Mato Kopi, Juru Kunci Warung, dan Alasannya Memilih Tak Menarik Biaya Parkir

Mato Kopi, warung kopi terkenal di Yogya yang tak menarik biaya parkir

Mato Kopi, warung kopi terkenal di Yogya yang tak menarik biaya parkir

Bagi mahasiswa di Yogyakarta, Mato Kopi jadi tempat nongkrong yang cukup legenderis. Warung kopi ini membuat pelanggannya betah, layaknya di rumah sendiri. Kopi yang murah, harga makanan yang terjangkau, dan tidak ada biaya parkir membuat warung kopi ini jadi pilihan banyak mahasiswa untuk nongkrong atau mengerjakan tugas-tugas kuliah.

***

Buat Ghozi (23), Mato Kopi bukan sekadar tempat nongkrong sambil menyeruput secangkir kopi semata. Tempat ini adalah saksi perjalanan kuliahnya di Jogja. Siang itu, mahasiswa tingkat akhir salah satu universitas swasta di Jogja itu tengah serius menatap layar laptopnya. 

“Nggarap skripsi sama kerjaan,” ujar mahasiswa semester 11 ini.  Menjelaskan apa yang membuat laptopnya terus dipacu dari tadi.

Mato Kopi Cabang Selokan Mataram siang itu begitu ramai lantaran sedang ada mahasiswa baru dari suatu kampus yang sedang berkegiatan. Tampaknya sedang ada acara pengenalan jurusan. Di warung kopi, mereka saling teriak yel-yel.

KETENTUAN LATIHAN ▸
1. Ringkas paragraf dalam teks tentang Mato Kopi yang diawali "Bagi mahasiswa di Yogyakarta" menjadi daftar poin. Pertahankan fakta-fakta utamanya.
2. Teruskan teks tentang Mato Kopi, dimulai tepat setelah kalimat terakhir yang ditampilkan.

CATATAN TERSEDIA ▸

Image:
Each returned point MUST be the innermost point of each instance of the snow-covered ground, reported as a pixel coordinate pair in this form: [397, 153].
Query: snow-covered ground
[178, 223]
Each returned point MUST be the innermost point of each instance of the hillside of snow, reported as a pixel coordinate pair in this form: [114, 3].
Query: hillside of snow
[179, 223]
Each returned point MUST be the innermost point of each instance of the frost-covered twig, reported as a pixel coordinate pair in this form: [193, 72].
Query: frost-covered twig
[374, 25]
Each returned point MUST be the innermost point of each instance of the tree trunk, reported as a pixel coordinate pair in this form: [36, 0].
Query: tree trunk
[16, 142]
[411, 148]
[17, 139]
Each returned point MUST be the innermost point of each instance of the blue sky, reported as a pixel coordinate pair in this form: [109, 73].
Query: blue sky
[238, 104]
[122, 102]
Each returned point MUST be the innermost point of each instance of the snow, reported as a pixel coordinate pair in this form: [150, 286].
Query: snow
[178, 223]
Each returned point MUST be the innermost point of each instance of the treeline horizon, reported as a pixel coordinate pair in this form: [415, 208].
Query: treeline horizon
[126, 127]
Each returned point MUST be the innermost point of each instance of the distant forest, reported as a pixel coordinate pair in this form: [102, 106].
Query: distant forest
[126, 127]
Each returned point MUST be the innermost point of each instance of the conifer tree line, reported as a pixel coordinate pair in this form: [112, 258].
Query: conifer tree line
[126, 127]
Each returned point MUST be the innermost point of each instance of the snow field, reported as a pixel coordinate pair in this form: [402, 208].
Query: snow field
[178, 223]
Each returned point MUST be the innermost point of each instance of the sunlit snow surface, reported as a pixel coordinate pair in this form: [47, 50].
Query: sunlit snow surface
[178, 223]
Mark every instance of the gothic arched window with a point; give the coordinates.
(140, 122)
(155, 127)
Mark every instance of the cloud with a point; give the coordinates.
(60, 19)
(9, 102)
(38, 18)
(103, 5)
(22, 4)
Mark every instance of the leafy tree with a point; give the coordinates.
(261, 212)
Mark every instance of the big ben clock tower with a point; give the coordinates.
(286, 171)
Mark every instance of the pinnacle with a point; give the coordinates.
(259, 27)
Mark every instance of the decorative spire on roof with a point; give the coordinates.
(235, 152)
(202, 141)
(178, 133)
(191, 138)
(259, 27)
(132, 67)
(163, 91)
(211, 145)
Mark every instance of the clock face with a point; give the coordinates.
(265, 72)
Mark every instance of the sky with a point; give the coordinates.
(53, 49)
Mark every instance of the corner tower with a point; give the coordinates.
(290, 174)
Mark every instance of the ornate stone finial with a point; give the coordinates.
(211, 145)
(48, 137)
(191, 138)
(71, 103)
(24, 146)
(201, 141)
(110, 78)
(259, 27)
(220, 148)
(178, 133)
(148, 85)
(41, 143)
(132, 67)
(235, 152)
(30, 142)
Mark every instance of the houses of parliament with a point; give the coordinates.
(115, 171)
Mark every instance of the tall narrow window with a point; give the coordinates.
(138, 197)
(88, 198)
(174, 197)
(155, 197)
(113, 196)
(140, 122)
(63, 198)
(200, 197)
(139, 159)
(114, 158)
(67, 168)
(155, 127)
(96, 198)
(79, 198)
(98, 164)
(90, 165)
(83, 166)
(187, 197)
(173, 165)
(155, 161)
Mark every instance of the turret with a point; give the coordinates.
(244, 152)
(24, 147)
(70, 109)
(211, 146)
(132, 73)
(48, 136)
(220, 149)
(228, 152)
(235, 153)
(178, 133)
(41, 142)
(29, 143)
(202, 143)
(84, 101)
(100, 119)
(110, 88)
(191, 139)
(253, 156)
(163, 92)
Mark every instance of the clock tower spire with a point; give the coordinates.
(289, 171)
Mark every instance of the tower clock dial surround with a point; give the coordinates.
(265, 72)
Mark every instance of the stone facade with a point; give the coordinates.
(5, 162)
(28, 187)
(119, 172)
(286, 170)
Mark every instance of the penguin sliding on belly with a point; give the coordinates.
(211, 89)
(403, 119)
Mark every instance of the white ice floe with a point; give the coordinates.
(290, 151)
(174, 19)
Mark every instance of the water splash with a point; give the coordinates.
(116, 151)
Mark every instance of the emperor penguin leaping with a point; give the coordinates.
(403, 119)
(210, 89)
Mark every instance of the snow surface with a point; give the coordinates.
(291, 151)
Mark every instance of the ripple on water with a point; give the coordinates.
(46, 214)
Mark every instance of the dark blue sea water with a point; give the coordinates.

JAWABAN TIAP TUGAS ▸
1.
- Mato Kopi adalah tempat nongkrong yang terkenal di kalangan mahasiswa Yogyakarta.
- Pelanggan merasa betah seperti di rumah sendiri.
- Kopinya murah, harga makanannya terjangkau, dan tidak ada biaya parkir.
- Banyak mahasiswa memilih warung ini untuk nongkrong atau mengerjakan tugas kuliah.

2.
Homparahe..parehaho.. Ganteng-ganteng cowoknya, cantik-cantik ceweknya, solid-solid orangnya,” teriak sekelompok mahasiswa itu, semangat.

Namun, di tengah keramaian, tetap ada para pengunjung seperti Ghozi yang menyendiri dan sibuk dengan urusannya sendiri. Seakan-akan tak terganggu oleh kebisingan yang ada di sekitarnya.

Dulu Ghozi kerap ke sini bersama teman-temannya. Saking seringnya, ia sampai hafal nama beberapa pegawai di sini. Tetapi itu dulu. Kini waktu berlalu, hidup membuat setiap dari temannya punya jalan hidup berbeda-beda. Memaksa mereka tak lagi bisa bersama setiap hari. 

Menghabiskan cangkir demi cangkir kopi. Terkadang sambil mengobrol lepas penuh canda, kadang pula hanya diam meski bersama karena sama-sama mengerjakan sesuatu di laptopnya. Kini itu tinggal kenangan. Hari-hari belakangan ia hanya ngopi sendirian.

***

Berawal dari mahasiswa yang cari tempat nongkrong

Tahun 2001, sebelum Mato Kopi muncul di Jogja, seorang pemuda asal Sampang, Madura yang baru diterima jadi mahasiswa UIN Sunan Kalijaga -dulu IAIN-  juga menjadikan warung kopi sebagai tempatnya menghabiskan waktu luang. Mahasiswa bernama Hanafi Baedhowi itu hampir setiap hari ngopi. 

Belakangan, Jogja punya banyak sekali kedai kopi. Beragam rupanya. Namun dulu, tak banyak pilihan bagi Hanafi, terutama pilihan kedai kopi terjangkau dengan suasana yang nyaman untuk bercengkrama hingga berdiskusi perkara berat bareng teman-temannya.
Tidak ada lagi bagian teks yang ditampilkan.